| Exercise |
Which lines in the rows below contain the word "bank"? Extract each of them and copy it in full.
## Begin Task data
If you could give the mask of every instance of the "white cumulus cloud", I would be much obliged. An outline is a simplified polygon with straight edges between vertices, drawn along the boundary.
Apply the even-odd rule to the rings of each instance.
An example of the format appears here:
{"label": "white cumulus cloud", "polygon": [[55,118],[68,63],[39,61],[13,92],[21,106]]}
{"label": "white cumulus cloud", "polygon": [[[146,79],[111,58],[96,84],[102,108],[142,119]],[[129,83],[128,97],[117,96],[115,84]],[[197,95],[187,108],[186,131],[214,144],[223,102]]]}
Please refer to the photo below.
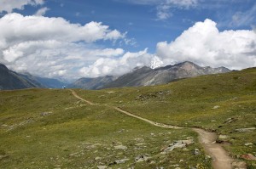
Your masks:
{"label": "white cumulus cloud", "polygon": [[197,4],[198,0],[165,0],[157,5],[156,16],[158,20],[166,20],[172,16],[172,8],[189,8]]}
{"label": "white cumulus cloud", "polygon": [[44,8],[39,8],[39,9],[36,12],[35,15],[37,15],[37,16],[44,16],[44,15],[46,14],[46,12],[49,11],[49,8],[44,7]]}
{"label": "white cumulus cloud", "polygon": [[25,5],[42,5],[44,0],[1,0],[0,13],[5,11],[11,13],[13,9],[23,9]]}
{"label": "white cumulus cloud", "polygon": [[155,55],[148,53],[148,49],[137,53],[125,53],[117,59],[100,58],[92,65],[80,69],[82,76],[101,76],[106,75],[119,76],[129,72],[134,67],[161,65],[161,61]]}
{"label": "white cumulus cloud", "polygon": [[77,78],[79,70],[122,48],[97,47],[97,41],[124,41],[126,33],[101,22],[84,25],[63,18],[7,14],[0,18],[0,62],[15,70],[48,77]]}
{"label": "white cumulus cloud", "polygon": [[165,65],[193,61],[201,65],[242,69],[256,66],[256,33],[249,30],[219,31],[211,20],[197,22],[168,43],[157,44]]}

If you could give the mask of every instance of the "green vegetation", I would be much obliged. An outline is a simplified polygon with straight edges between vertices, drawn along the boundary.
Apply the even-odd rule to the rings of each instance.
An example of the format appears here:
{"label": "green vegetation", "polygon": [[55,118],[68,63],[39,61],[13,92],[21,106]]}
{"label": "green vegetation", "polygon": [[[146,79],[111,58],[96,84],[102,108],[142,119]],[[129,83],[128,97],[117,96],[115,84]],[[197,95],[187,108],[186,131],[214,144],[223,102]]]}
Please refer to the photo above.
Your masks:
{"label": "green vegetation", "polygon": [[[86,104],[69,90],[0,92],[0,168],[211,168],[189,128],[156,127],[106,104],[157,122],[226,135],[218,141],[228,143],[224,148],[235,159],[256,155],[256,130],[236,132],[256,127],[255,68],[160,86],[75,91],[96,104]],[[195,144],[161,153],[175,140],[188,138]],[[195,149],[201,154],[193,155]],[[136,162],[143,155],[149,159]],[[124,159],[129,160],[114,162]],[[255,161],[245,161],[255,167]]]}

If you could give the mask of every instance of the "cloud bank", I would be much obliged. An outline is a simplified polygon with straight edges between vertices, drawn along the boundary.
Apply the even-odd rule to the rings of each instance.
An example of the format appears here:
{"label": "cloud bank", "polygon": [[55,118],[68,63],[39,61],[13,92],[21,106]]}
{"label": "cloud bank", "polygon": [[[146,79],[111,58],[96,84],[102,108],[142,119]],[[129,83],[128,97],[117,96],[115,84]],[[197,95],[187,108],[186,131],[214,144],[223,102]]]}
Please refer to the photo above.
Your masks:
{"label": "cloud bank", "polygon": [[256,66],[253,31],[219,31],[211,20],[197,22],[173,42],[157,44],[157,55],[167,64],[189,60],[201,65],[242,69]]}
{"label": "cloud bank", "polygon": [[84,25],[63,18],[8,14],[0,18],[0,62],[18,71],[65,79],[122,75],[137,66],[193,61],[201,65],[242,69],[256,66],[256,32],[219,31],[211,20],[196,22],[171,42],[160,42],[156,54],[131,53],[96,42],[125,42],[126,32],[101,22]]}
{"label": "cloud bank", "polygon": [[1,0],[0,1],[0,13],[5,11],[11,13],[13,9],[23,9],[25,5],[42,5],[44,0]]}
{"label": "cloud bank", "polygon": [[122,40],[125,33],[101,22],[84,25],[63,18],[8,14],[0,19],[0,62],[15,70],[43,76],[76,78],[74,72],[100,57],[116,57],[121,48],[102,48],[97,41]]}

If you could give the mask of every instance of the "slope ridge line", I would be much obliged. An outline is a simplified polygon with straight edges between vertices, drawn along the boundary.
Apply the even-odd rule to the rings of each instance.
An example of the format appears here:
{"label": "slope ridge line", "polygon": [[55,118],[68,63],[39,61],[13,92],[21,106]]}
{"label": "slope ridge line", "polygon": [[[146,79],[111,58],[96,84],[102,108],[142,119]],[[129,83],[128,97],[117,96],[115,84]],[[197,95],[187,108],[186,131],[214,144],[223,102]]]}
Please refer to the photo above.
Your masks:
{"label": "slope ridge line", "polygon": [[[90,101],[88,101],[86,99],[82,99],[79,97],[75,91],[70,89],[72,93],[73,94],[74,97],[77,99],[86,102],[90,105],[95,105]],[[140,116],[137,116],[136,115],[133,115],[131,113],[129,113],[128,111],[125,111],[119,107],[115,106],[110,106],[107,105],[108,107],[113,108],[123,114],[125,114],[129,116],[144,121],[151,125],[154,125],[155,127],[160,127],[163,128],[172,128],[172,129],[181,129],[183,127],[177,127],[177,126],[172,126],[172,125],[166,125],[163,123],[159,123],[159,122],[154,122],[153,121],[150,121],[148,119],[145,119]],[[210,155],[212,159],[212,167],[214,169],[232,169],[232,161],[235,160],[232,159],[228,152],[224,150],[224,149],[218,144],[216,144],[216,139],[217,139],[217,134],[215,132],[207,132],[201,128],[195,128],[195,127],[190,127],[194,132],[196,132],[199,135],[199,141],[201,144],[203,146],[204,149],[206,150],[207,154]]]}

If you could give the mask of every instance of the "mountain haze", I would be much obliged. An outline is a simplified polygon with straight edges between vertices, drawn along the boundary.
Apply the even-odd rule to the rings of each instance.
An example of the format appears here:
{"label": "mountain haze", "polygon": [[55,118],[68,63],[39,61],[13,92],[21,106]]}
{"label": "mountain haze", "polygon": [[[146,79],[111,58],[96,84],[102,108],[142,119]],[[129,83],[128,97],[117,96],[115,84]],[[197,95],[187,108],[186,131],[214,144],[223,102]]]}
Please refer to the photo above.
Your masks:
{"label": "mountain haze", "polygon": [[103,88],[153,86],[167,83],[181,78],[194,77],[208,74],[226,73],[229,71],[230,70],[224,67],[201,67],[189,61],[157,69],[151,69],[144,66],[119,76],[115,81],[105,85]]}
{"label": "mountain haze", "polygon": [[0,64],[0,89],[12,90],[41,87],[33,80],[27,80],[28,76],[20,76],[19,73],[9,70]]}
{"label": "mountain haze", "polygon": [[100,76],[96,78],[84,77],[77,80],[67,87],[71,88],[99,89],[115,79],[116,77],[113,76]]}
{"label": "mountain haze", "polygon": [[65,83],[56,79],[37,77],[30,73],[17,73],[0,64],[0,89],[61,88]]}

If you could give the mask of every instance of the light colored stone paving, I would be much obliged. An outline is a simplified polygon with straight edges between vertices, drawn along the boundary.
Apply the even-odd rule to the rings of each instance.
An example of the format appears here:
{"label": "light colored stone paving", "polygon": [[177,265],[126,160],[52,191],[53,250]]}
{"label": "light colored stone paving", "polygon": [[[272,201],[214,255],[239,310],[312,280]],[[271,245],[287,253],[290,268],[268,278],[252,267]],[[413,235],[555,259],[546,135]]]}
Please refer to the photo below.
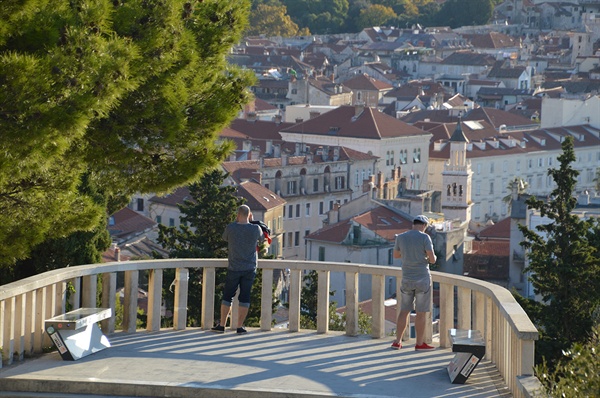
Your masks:
{"label": "light colored stone paving", "polygon": [[0,397],[510,397],[489,362],[466,384],[451,384],[450,349],[415,352],[412,341],[396,351],[391,337],[249,330],[116,333],[112,347],[78,361],[53,352],[0,369]]}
## End Task data
| Answer for the task |
If you could give the mask of every instance of the "cloud bank", I would be much obliged. An outline is a simplified polygon with straight edges between vertices, drawn along the boundary.
{"label": "cloud bank", "polygon": [[55,118],[68,63],[39,61],[13,92],[21,106]]}
{"label": "cloud bank", "polygon": [[[146,79],[111,58],[96,84],[102,108],[142,119]],[[129,83],[128,97],[117,96],[115,84]],[[197,95],[187,108],[186,131],[214,144],[223,102]]]}
{"label": "cloud bank", "polygon": [[256,66],[253,31],[219,31],[211,20],[197,22],[173,42],[157,44],[157,55],[167,64],[189,60],[201,65],[242,69]]}
{"label": "cloud bank", "polygon": [[84,25],[63,18],[8,14],[0,18],[0,62],[18,71],[65,79],[122,75],[137,66],[193,61],[201,65],[242,69],[256,66],[256,32],[219,31],[211,20],[196,22],[171,42],[160,42],[156,54],[131,53],[96,42],[125,42],[126,32],[101,22]]}
{"label": "cloud bank", "polygon": [[1,0],[0,1],[0,13],[5,11],[11,13],[13,9],[23,9],[25,5],[42,5],[44,0]]}
{"label": "cloud bank", "polygon": [[122,40],[125,33],[101,22],[84,25],[63,18],[8,14],[0,19],[0,62],[15,70],[43,76],[76,78],[74,72],[100,57],[116,57],[121,48],[102,48],[97,41]]}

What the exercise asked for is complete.